課題文: 以下の資料から、文字列「fence」を含む行をすべて抜き出してください。大文字と小文字は区別するものとします。
———
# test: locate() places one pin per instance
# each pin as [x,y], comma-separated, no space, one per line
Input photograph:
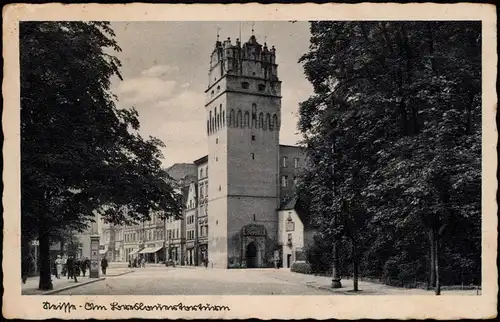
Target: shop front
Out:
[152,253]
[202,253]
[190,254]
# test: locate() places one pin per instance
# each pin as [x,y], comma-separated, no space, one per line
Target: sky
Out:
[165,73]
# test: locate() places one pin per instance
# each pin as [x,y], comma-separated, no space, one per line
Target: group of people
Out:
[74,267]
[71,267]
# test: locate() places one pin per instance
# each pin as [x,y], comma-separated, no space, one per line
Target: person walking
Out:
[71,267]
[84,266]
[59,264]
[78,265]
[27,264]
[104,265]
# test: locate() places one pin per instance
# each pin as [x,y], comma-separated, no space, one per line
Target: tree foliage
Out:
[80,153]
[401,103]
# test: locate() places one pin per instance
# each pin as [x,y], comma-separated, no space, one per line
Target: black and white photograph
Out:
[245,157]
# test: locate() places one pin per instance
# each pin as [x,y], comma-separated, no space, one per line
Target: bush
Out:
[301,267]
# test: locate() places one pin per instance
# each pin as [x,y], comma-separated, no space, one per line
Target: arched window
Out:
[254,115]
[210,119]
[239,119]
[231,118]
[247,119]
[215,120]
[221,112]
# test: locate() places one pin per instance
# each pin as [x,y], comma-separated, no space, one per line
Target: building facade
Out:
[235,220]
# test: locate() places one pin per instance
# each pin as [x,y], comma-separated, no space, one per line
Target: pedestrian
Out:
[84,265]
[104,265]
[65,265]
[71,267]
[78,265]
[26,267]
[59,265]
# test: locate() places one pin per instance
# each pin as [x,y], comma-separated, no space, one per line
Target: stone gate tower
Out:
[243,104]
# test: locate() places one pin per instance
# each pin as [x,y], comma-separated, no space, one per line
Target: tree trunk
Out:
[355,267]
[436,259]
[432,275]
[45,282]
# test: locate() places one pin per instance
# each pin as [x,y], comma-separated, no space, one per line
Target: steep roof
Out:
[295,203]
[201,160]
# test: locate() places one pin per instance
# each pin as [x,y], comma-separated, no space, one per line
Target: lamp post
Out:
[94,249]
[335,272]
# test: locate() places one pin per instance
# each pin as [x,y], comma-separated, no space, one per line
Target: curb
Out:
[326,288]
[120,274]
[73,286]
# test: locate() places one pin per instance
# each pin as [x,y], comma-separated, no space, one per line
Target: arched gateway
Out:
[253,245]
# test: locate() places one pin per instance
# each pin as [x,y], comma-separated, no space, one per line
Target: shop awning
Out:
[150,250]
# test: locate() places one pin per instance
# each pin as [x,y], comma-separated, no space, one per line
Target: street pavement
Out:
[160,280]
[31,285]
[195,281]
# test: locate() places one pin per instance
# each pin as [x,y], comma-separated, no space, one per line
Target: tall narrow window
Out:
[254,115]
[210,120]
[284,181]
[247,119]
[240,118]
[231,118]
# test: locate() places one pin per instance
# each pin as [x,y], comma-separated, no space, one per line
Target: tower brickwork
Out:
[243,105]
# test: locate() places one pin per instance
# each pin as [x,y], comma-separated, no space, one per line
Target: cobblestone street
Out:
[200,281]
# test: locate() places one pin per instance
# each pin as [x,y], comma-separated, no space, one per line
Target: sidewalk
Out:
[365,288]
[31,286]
———
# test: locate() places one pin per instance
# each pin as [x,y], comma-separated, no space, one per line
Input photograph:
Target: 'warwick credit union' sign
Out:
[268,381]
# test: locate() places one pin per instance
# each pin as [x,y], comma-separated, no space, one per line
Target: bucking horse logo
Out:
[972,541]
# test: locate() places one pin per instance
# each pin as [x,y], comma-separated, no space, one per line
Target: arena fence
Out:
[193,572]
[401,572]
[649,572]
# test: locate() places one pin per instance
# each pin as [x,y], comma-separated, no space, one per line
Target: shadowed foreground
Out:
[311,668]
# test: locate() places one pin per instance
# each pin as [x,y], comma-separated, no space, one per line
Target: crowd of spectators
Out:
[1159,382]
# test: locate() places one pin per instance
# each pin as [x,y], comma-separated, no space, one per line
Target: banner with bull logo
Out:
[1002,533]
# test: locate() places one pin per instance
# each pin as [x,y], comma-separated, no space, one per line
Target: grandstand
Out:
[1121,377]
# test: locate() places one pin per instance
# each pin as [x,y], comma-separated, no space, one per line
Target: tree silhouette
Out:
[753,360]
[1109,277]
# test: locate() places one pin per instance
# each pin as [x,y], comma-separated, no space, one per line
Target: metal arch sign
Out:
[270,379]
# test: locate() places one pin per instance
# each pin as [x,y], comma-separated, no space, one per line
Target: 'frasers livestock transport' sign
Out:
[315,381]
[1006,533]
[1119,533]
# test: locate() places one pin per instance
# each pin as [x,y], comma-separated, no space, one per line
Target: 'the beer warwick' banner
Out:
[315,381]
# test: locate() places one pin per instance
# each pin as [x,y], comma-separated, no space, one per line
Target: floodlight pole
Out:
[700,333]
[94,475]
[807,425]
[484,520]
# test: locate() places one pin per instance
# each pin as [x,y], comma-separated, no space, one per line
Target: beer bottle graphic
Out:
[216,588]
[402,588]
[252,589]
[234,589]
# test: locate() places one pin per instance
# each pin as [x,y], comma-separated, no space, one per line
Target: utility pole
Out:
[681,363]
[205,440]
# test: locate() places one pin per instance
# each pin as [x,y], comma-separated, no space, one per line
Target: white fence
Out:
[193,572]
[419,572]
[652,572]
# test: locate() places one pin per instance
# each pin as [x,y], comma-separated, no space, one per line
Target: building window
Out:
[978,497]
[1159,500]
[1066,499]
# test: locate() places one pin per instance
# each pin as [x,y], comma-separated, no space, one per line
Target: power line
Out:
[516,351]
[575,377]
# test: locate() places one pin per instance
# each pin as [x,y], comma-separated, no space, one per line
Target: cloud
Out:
———
記述解答:
Target: arena fence
Target: white fence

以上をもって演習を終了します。